[Brief]
Copy out the lines below from the one with "Kindly outline every instance of the sunlit" up to and including the one with "34], [48, 38]]", keeping them word for word, and omit the pictures from your answer.

--- begin Input material ---

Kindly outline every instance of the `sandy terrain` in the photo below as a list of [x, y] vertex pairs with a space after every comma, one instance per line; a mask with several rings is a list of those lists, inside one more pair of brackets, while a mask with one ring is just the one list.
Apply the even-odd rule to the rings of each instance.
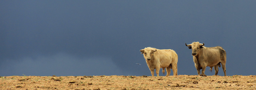
[[11, 76], [0, 90], [256, 89], [256, 76]]

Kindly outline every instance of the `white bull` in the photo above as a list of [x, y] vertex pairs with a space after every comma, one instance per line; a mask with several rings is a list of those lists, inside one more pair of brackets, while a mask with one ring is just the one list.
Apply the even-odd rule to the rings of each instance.
[[140, 51], [143, 54], [147, 66], [151, 72], [152, 76], [154, 75], [154, 69], [156, 69], [156, 73], [159, 76], [160, 68], [163, 68], [162, 72], [164, 74], [164, 69], [166, 68], [167, 74], [170, 75], [171, 69], [173, 71], [173, 75], [177, 75], [177, 63], [178, 55], [175, 51], [171, 49], [160, 50], [148, 47]]

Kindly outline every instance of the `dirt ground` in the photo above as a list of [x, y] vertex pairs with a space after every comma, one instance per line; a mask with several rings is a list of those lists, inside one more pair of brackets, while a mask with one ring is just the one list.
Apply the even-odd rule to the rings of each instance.
[[0, 90], [255, 90], [256, 76], [11, 76]]

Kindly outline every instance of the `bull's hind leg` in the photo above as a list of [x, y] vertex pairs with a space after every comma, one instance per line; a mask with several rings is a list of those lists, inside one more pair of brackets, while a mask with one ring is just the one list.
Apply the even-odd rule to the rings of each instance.
[[[165, 69], [165, 68], [162, 68], [163, 69], [163, 71], [162, 71], [162, 72], [163, 73], [163, 74], [164, 75], [164, 69]], [[166, 70], [166, 71], [167, 71], [167, 70]]]
[[172, 71], [173, 71], [173, 76], [178, 75], [177, 63], [172, 63]]
[[170, 76], [170, 74], [171, 74], [171, 68], [169, 67], [166, 68], [166, 72], [167, 72], [166, 76]]
[[219, 68], [218, 68], [218, 65], [217, 64], [214, 66], [214, 70], [215, 70], [215, 75], [217, 75], [219, 72]]
[[226, 63], [221, 63], [221, 66], [222, 66], [222, 69], [223, 69], [223, 72], [224, 72], [224, 75], [226, 76]]

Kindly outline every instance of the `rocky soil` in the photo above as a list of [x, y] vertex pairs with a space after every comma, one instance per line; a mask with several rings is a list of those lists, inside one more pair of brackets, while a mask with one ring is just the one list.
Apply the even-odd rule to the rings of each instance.
[[256, 90], [256, 76], [11, 76], [0, 90]]

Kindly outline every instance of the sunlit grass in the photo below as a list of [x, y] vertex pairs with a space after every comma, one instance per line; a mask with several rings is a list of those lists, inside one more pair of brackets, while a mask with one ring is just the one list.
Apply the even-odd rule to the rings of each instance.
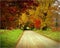
[[51, 38], [55, 41], [60, 41], [60, 32], [59, 31], [52, 31], [52, 30], [37, 30], [36, 31], [39, 34], [42, 34], [48, 38]]
[[0, 45], [2, 48], [14, 48], [18, 37], [22, 35], [23, 31], [20, 29], [14, 30], [0, 30]]

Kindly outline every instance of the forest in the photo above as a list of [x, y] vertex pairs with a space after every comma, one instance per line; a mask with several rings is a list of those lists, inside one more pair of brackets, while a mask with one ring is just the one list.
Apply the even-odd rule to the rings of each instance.
[[58, 1], [0, 1], [0, 29], [60, 30], [60, 2]]

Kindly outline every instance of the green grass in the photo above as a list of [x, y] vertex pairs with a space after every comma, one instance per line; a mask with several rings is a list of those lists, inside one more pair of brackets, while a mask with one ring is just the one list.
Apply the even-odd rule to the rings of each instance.
[[58, 41], [60, 42], [60, 32], [59, 31], [52, 31], [52, 30], [46, 30], [46, 31], [43, 31], [43, 30], [37, 30], [36, 31], [37, 33], [39, 34], [42, 34], [48, 38], [51, 38], [55, 41]]
[[0, 48], [14, 48], [22, 33], [20, 29], [0, 30]]

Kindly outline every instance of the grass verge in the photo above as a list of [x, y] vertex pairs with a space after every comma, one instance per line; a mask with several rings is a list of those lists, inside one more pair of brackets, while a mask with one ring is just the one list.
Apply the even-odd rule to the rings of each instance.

--- end Input material ---

[Task solution]
Kindly outline every instance of the sunlit grass in the photo below as a list of [x, y] vertex pairs with a space after every comma, one instance per line; a mask with several rings is a list of those lists, inside one more pair of brackets, while a mask with one ring is just the one list.
Apply the even-odd rule to the rings of each instance.
[[51, 38], [55, 41], [60, 41], [60, 32], [59, 31], [52, 31], [52, 30], [37, 30], [36, 31], [39, 34], [42, 34], [48, 38]]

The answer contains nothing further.